■ **Directive**
Output all of the records below as a JSON list of strings with one string per line. Leave out the blank lines.

(Items drawn from a data source)

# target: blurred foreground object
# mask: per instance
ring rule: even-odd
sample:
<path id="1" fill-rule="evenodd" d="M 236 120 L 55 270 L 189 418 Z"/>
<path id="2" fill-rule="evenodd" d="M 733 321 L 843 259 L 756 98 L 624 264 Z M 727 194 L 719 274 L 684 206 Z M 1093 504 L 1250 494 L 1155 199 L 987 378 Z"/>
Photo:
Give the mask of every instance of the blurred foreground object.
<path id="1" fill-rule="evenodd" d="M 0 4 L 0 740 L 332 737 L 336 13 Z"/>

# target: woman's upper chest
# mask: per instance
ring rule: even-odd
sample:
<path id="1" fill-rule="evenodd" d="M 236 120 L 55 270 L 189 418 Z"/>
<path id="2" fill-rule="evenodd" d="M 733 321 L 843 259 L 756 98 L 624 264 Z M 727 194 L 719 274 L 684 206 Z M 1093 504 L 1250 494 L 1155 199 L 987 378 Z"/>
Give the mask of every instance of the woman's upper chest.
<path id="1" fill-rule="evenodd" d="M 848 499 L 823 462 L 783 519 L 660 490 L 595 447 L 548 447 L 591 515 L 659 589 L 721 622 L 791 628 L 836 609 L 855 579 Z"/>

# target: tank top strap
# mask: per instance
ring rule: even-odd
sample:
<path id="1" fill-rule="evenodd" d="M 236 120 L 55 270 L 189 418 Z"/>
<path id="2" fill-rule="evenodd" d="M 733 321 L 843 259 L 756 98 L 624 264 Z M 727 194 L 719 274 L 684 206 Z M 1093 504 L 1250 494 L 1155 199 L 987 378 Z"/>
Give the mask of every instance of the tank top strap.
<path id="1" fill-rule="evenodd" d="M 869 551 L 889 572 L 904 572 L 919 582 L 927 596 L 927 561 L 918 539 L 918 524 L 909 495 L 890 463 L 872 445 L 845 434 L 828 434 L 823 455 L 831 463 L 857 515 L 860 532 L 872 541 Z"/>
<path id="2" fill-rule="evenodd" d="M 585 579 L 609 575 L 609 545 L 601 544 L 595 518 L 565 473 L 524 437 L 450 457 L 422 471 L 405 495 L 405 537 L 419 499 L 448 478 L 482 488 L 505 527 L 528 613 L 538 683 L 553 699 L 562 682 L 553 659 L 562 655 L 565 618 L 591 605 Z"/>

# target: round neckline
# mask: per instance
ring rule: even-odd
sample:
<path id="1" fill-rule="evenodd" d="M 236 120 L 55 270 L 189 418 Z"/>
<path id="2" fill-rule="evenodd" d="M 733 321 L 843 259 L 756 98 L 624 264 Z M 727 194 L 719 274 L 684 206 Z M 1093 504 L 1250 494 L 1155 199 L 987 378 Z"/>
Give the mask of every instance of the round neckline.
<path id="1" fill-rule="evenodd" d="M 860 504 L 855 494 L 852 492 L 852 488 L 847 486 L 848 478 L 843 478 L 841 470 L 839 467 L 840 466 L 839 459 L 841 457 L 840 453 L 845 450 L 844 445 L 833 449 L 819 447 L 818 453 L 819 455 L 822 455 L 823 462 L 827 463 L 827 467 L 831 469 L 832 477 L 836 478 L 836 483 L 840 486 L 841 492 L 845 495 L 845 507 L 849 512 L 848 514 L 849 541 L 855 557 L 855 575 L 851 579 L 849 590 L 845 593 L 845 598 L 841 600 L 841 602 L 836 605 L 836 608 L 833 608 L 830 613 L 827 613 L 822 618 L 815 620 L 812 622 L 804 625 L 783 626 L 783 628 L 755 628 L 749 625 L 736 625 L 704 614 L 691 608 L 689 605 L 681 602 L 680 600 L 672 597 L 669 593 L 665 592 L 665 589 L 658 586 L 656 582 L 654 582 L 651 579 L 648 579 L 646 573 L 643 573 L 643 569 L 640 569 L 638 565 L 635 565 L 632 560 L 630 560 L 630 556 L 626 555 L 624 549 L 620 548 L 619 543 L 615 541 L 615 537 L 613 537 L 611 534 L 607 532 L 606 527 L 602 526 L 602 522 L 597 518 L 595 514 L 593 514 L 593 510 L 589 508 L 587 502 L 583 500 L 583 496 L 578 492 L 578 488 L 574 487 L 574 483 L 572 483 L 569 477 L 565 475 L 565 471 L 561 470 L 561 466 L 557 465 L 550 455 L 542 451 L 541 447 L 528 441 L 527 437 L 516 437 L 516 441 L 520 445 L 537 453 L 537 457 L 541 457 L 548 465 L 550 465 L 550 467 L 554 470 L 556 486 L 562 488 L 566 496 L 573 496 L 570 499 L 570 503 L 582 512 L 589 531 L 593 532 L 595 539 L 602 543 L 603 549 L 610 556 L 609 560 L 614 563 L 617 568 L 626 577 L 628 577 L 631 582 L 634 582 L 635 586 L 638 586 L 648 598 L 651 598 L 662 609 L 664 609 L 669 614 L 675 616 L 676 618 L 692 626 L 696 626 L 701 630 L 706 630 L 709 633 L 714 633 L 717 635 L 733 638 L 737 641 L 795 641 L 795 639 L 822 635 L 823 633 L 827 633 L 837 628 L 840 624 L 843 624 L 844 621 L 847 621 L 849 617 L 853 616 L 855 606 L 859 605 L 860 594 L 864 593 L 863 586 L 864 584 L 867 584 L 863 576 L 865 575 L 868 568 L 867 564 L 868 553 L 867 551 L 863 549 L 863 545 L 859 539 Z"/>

■ **Response**
[
  "# target: blurred foreground object",
  "# mask: per instance",
  "ring rule: even-odd",
  "sample:",
  "<path id=\"1\" fill-rule=\"evenodd\" d=\"M 236 120 L 55 270 L 189 418 Z\"/>",
  "<path id=\"2\" fill-rule=\"evenodd\" d=\"M 733 321 L 843 259 L 756 98 L 624 264 Z M 727 194 L 719 274 L 684 206 Z M 1093 504 L 1250 494 L 1155 199 L 987 378 Z\"/>",
  "Photo:",
  "Give the mask of every instance of the blurred foreground object.",
  "<path id=\"1\" fill-rule=\"evenodd\" d=\"M 0 4 L 0 740 L 332 737 L 336 13 Z\"/>",
  "# target: woman's upper chest",
  "# mask: per instance",
  "ring rule: even-odd",
  "sample:",
  "<path id=\"1\" fill-rule=\"evenodd\" d=\"M 236 120 L 55 270 L 189 418 Z\"/>",
  "<path id=\"2\" fill-rule=\"evenodd\" d=\"M 733 321 L 843 259 L 756 98 L 624 264 Z M 727 194 L 719 274 L 684 206 Z M 1093 504 L 1250 494 L 1155 199 L 987 378 Z\"/>",
  "Give the mask of every instance of the woman's upper chest.",
  "<path id=\"1\" fill-rule=\"evenodd\" d=\"M 848 499 L 823 462 L 783 519 L 660 490 L 595 447 L 548 447 L 591 515 L 659 589 L 721 622 L 791 628 L 836 609 L 855 579 Z\"/>",
  "# target: tank top strap",
  "# mask: per instance",
  "ring rule: even-odd",
  "sample:",
  "<path id=\"1\" fill-rule=\"evenodd\" d=\"M 236 120 L 55 270 L 189 418 Z\"/>",
  "<path id=\"2\" fill-rule=\"evenodd\" d=\"M 733 321 L 843 259 L 756 98 L 624 264 Z M 727 194 L 719 274 L 684 206 Z M 1093 504 L 1250 494 L 1155 199 L 987 378 Z\"/>",
  "Give the mask of every instance of the tank top strap.",
  "<path id=\"1\" fill-rule=\"evenodd\" d=\"M 869 551 L 889 572 L 904 572 L 919 582 L 927 596 L 927 561 L 918 539 L 918 524 L 909 495 L 890 463 L 872 445 L 845 434 L 828 434 L 823 455 L 831 463 L 857 515 L 860 532 L 872 541 Z\"/>",
  "<path id=\"2\" fill-rule=\"evenodd\" d=\"M 585 579 L 609 575 L 609 545 L 601 544 L 595 518 L 565 473 L 524 437 L 450 457 L 422 471 L 405 495 L 405 537 L 419 499 L 448 478 L 482 488 L 505 527 L 528 613 L 538 683 L 553 699 L 562 682 L 553 659 L 562 655 L 565 618 L 591 605 Z\"/>",
  "# target: round neckline",
  "# mask: per instance",
  "ring rule: even-odd",
  "sample:",
  "<path id=\"1\" fill-rule=\"evenodd\" d=\"M 236 120 L 55 270 L 189 418 Z\"/>",
  "<path id=\"2\" fill-rule=\"evenodd\" d=\"M 733 321 L 843 259 L 756 98 L 624 264 Z M 727 194 L 719 274 L 684 206 Z M 1093 504 L 1250 494 L 1155 199 L 987 378 Z\"/>",
  "Give the mask of every instance of the round neckline.",
  "<path id=\"1\" fill-rule=\"evenodd\" d=\"M 860 504 L 855 494 L 852 492 L 852 488 L 847 486 L 848 478 L 843 478 L 841 470 L 839 467 L 840 466 L 839 459 L 841 457 L 840 453 L 845 450 L 844 445 L 833 449 L 819 447 L 818 453 L 819 455 L 822 455 L 823 462 L 827 463 L 827 467 L 831 469 L 832 477 L 836 478 L 836 483 L 840 486 L 841 492 L 845 495 L 845 507 L 849 512 L 848 514 L 849 541 L 855 557 L 855 575 L 851 579 L 849 590 L 845 593 L 845 598 L 841 600 L 841 602 L 836 605 L 836 608 L 833 608 L 830 613 L 827 613 L 822 618 L 815 620 L 812 622 L 804 625 L 783 626 L 783 628 L 755 628 L 749 625 L 736 625 L 704 614 L 691 608 L 689 605 L 681 602 L 680 600 L 672 597 L 669 593 L 665 592 L 665 589 L 658 586 L 656 582 L 654 582 L 651 579 L 648 579 L 646 573 L 643 573 L 643 569 L 640 569 L 638 565 L 635 565 L 632 560 L 630 560 L 630 556 L 626 555 L 624 549 L 620 548 L 619 543 L 615 541 L 615 537 L 613 537 L 611 534 L 607 532 L 606 527 L 602 526 L 602 522 L 597 518 L 595 514 L 593 514 L 593 510 L 589 508 L 587 502 L 583 500 L 583 496 L 578 492 L 578 488 L 574 487 L 574 483 L 572 483 L 569 477 L 565 475 L 565 471 L 561 470 L 561 466 L 557 465 L 550 455 L 542 451 L 541 447 L 528 441 L 527 437 L 516 437 L 516 441 L 520 445 L 537 453 L 537 457 L 541 457 L 548 465 L 550 465 L 550 467 L 554 470 L 556 486 L 562 488 L 566 496 L 573 496 L 570 499 L 570 503 L 582 512 L 589 531 L 593 532 L 595 539 L 602 543 L 603 549 L 610 556 L 609 560 L 614 563 L 617 568 L 626 577 L 628 577 L 631 582 L 634 582 L 635 586 L 638 586 L 648 598 L 651 598 L 662 609 L 664 609 L 669 614 L 675 616 L 676 618 L 692 626 L 696 626 L 701 630 L 706 630 L 709 633 L 714 633 L 717 635 L 733 638 L 737 641 L 795 641 L 795 639 L 822 635 L 823 633 L 827 633 L 837 628 L 840 624 L 843 624 L 844 621 L 847 621 L 849 617 L 853 616 L 855 606 L 859 605 L 860 594 L 864 593 L 863 586 L 864 584 L 867 584 L 863 576 L 865 575 L 868 568 L 867 564 L 868 553 L 867 551 L 863 549 L 863 545 L 859 539 Z\"/>"
]